◆ WORK TO BE COMPLETED: List every function called in the R code of the SEERaBomb setup instructions below, naming each one only once.

◆ DOCUMENT SECTION:
CAUTION: It is best to use ~/data as the root location of all data used by SEERaBomb.

SEER ASCII data in ~/data/SEER/incidence and ~/data/SEER/populations is then converted into an R binary file as follows

library(SEERaBomb)  #loads installed package SEERaBomb into memory 
(df=getFields())    #gets SEER fields into a data frame
(rdf=pickFields(df))#picks a subset of SEER fields and defines their types
mkSEER(rdf)         #makes merged data file ~/data/SEER/mrgd/cancDef.Rdata

Check the SEER data installation using

load("~/data/SEER/mrgd/cancDef.RData")#loads data.frame canc into memory 
head(canc,3)                          #returns top 3 rows of canc

A-Bomb Survivor Data

To use the Japanese atomic bomb survivor data, obtain the files lsshempy.csv and lssinc07.csv from https://www.rerf.or.jp/en/library/data-en/ under “The incidence of leukemia, lymphoma and multiple myeloma among atomic bomb survivors: 1950-2001” and “Solid Cancer Incidence Data, 1958-1998”, place them in ~/data/abomb, and run

mkAbomb() #converts files in ~/data/abomb into ~/data/abomb/abomb.RData

As a check,

load("~/data/abomb/abomb.RData")#loads data frames heme and solid 
View(heme)                      #note descriptions under column names

should show the hematological A-bomb data in a tab named heme in RStudio’s upper left panel.

◆ SOURCE DATA:
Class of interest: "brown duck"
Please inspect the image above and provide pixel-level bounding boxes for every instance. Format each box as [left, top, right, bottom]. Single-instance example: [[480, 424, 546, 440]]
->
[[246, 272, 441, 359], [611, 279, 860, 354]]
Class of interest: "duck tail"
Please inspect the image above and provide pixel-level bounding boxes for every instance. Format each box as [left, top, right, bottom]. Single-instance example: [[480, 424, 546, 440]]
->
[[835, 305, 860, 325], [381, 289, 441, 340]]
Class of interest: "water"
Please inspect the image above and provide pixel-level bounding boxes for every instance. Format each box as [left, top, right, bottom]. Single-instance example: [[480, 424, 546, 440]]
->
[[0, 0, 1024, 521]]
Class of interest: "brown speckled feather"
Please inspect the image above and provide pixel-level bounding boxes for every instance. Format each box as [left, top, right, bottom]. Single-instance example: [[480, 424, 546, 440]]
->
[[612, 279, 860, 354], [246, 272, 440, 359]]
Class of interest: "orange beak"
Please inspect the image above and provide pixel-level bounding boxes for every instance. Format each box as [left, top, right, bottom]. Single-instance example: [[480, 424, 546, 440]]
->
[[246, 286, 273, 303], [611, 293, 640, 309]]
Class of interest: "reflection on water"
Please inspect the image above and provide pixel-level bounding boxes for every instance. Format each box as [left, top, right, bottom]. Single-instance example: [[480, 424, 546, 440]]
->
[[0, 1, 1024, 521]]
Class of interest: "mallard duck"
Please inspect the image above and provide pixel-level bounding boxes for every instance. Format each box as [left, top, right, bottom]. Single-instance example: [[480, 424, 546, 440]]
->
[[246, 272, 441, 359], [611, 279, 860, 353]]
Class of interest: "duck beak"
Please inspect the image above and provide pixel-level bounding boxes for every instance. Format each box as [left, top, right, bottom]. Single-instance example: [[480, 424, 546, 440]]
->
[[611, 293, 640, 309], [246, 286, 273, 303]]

◆ EXERCISE ANSWER: library, getFields, pickFields, mkSEER, load, head, mkAbomb, View